• STATED PROBLEM: Format each line of the records below as a JSON array of strings, one string per line, and leave out any blank lines.

(Stored records)
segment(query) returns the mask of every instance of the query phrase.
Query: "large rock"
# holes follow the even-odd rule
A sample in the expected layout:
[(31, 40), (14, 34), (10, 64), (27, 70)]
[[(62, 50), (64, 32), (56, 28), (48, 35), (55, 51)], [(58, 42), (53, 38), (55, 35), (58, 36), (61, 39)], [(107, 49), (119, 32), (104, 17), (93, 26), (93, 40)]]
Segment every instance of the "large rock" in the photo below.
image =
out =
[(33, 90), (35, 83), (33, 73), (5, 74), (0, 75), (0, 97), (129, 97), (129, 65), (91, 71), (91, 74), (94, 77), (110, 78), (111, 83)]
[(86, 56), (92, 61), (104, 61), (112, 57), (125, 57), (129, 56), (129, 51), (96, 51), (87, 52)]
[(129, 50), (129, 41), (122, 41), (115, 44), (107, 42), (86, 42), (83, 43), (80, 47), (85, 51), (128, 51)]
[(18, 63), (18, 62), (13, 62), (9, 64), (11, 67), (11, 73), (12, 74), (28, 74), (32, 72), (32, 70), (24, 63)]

• SOLUTION FOR THIS TASK:
[
  "segment(query) returns the mask of every instance of the query phrase.",
  "Query: \"large rock\"",
  "# holes follow the even-odd rule",
  "A sample in the expected layout:",
  "[(31, 40), (14, 34), (10, 64), (27, 70)]",
  "[[(62, 50), (64, 32), (56, 28), (48, 35), (55, 51)], [(58, 42), (53, 38), (55, 35), (58, 36), (61, 39)], [(107, 49), (119, 32), (104, 17), (93, 26), (93, 40)]]",
  "Segment every instance of the \"large rock\" in the photo below.",
  "image =",
  "out =",
  "[(33, 90), (35, 83), (33, 73), (5, 74), (0, 75), (0, 97), (129, 97), (129, 65), (91, 71), (91, 74), (94, 77), (110, 78), (111, 83)]",
  "[(86, 56), (92, 61), (104, 61), (112, 57), (125, 57), (129, 56), (129, 51), (96, 51), (87, 52)]",
  "[(129, 50), (129, 41), (122, 41), (115, 44), (107, 42), (86, 42), (83, 43), (80, 47), (85, 51), (128, 51)]",
  "[(18, 63), (18, 62), (13, 62), (9, 64), (11, 67), (11, 73), (12, 74), (28, 74), (32, 72), (32, 70), (24, 63)]"
]